TASK STATEMENT -
Please repeat the lines below exactly. Begin with the line containing "Target: wooden table" and go on through the line containing "Task: point to every instance of the eyeglasses.".

INPUT DATA -
□ □ □ □ □ □ □
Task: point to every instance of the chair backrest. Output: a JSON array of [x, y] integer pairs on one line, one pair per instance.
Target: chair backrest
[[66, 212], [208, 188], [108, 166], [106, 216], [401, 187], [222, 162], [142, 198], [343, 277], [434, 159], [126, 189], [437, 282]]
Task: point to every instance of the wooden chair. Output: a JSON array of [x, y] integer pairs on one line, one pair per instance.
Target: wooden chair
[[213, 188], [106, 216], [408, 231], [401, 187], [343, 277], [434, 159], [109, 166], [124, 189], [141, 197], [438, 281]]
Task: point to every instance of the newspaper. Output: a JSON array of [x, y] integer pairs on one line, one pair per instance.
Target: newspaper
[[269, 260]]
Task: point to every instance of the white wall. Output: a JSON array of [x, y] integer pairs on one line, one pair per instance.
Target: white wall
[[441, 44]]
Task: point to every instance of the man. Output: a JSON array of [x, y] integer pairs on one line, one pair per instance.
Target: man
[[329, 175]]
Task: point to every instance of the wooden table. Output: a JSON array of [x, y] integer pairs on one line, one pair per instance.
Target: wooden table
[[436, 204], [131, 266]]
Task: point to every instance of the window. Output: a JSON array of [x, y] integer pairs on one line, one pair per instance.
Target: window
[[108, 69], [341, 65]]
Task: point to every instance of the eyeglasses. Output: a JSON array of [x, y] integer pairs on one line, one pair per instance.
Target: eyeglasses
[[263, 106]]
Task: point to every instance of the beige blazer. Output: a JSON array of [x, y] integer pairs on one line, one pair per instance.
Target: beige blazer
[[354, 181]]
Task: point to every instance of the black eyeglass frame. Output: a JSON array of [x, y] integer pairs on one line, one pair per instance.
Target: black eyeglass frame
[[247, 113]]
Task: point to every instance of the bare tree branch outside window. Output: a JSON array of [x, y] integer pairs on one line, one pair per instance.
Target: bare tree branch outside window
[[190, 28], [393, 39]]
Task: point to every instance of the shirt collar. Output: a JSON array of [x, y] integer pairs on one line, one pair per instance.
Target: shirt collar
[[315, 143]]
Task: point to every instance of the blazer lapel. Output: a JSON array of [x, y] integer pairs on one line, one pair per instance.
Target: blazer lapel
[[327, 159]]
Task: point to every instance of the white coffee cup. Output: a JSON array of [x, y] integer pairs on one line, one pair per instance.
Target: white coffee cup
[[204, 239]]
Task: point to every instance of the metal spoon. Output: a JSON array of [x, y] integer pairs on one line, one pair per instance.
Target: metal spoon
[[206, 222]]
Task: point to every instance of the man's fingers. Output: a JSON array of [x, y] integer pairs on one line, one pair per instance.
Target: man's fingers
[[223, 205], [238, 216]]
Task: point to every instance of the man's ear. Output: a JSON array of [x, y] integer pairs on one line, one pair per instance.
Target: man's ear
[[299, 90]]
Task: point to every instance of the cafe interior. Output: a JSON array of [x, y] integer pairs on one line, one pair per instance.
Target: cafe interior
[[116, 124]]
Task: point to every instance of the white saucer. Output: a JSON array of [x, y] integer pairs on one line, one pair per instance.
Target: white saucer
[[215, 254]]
□ □ □ □ □ □ □
EXERCISE RESPONSE -
Target: wooden table
[[436, 204], [131, 266]]
Task: point to every instance of the window. Output: a JSON array of [x, y] integer pairs on one line, one pair per instance.
Target: window
[[108, 69], [341, 65]]
Task: point to every instance of the eyeglasses. Output: a JSON array of [x, y] integer pairs on one line, one pair per instance.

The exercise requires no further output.